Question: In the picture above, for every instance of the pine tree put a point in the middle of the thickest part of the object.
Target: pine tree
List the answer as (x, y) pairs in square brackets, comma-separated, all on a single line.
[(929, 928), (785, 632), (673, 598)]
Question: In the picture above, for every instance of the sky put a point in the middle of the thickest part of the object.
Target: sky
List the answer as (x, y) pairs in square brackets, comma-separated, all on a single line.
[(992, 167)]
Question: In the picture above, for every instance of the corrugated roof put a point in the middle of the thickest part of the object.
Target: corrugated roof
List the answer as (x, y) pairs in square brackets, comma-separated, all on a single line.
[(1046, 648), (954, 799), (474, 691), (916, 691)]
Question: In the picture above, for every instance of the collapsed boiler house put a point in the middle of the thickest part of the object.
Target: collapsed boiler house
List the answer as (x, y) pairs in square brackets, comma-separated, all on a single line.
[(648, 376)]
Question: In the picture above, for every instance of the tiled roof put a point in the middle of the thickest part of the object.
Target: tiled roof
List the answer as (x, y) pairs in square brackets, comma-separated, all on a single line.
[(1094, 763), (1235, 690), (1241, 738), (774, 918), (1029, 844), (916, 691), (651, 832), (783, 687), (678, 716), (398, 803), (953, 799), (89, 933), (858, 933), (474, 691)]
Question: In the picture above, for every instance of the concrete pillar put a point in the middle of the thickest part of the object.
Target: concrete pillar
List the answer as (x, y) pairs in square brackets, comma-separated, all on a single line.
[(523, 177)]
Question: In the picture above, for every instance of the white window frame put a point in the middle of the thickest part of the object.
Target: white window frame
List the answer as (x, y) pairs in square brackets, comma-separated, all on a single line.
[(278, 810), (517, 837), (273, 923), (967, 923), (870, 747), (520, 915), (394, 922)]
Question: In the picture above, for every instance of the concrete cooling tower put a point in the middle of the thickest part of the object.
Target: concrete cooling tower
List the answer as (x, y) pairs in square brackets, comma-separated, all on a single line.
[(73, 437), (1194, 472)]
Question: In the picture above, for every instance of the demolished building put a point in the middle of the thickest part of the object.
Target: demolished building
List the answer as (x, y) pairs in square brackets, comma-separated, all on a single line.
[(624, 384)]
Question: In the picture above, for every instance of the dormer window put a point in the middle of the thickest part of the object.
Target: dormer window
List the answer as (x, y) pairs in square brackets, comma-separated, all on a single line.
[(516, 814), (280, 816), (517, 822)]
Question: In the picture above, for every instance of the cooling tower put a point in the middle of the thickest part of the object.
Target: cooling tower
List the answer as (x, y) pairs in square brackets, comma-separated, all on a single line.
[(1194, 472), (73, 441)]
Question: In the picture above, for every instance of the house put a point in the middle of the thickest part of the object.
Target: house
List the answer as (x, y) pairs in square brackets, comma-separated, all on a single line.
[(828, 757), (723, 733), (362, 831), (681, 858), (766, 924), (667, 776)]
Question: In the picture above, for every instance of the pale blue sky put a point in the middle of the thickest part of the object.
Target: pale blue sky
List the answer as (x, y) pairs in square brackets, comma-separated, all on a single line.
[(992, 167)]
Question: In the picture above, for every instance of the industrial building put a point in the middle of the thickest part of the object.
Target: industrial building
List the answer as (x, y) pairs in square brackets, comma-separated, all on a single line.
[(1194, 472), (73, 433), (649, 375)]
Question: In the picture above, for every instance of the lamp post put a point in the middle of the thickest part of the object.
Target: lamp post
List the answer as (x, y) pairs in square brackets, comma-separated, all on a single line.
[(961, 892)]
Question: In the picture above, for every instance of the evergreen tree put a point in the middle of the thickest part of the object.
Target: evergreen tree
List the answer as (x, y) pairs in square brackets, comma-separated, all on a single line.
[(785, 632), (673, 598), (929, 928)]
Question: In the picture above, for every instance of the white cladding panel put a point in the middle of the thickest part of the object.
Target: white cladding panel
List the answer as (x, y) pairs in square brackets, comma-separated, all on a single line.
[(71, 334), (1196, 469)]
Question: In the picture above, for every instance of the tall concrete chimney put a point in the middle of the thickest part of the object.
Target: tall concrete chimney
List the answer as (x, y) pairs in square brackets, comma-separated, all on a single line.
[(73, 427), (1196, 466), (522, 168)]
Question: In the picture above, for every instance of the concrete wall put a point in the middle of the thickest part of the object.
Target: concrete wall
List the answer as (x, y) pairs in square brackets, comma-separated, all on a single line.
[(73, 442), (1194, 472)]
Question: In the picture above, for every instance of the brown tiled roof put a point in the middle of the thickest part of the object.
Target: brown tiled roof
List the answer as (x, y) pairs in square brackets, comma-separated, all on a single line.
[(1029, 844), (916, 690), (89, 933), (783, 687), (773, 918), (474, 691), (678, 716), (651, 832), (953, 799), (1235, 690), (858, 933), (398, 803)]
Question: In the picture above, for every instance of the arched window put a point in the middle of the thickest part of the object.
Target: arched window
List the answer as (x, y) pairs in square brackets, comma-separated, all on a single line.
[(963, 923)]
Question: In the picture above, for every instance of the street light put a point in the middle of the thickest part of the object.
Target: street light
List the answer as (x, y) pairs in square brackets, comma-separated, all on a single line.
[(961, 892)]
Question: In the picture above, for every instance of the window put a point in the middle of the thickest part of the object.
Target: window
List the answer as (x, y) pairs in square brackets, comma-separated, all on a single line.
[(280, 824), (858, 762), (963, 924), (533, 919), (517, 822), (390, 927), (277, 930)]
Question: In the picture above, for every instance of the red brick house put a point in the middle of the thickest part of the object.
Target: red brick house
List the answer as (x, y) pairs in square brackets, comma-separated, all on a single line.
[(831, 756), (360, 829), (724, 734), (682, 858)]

_ _ _

**WORK TO BE COMPLETED:** Look through the records for the string "boiler". Copy every line that has it.

**OUTPUT OF THE TASK:**
Question: In the picture above, for every instance of the collapsed boiler house put a point in the middle of the thickest part of the object.
Target: collapsed boiler house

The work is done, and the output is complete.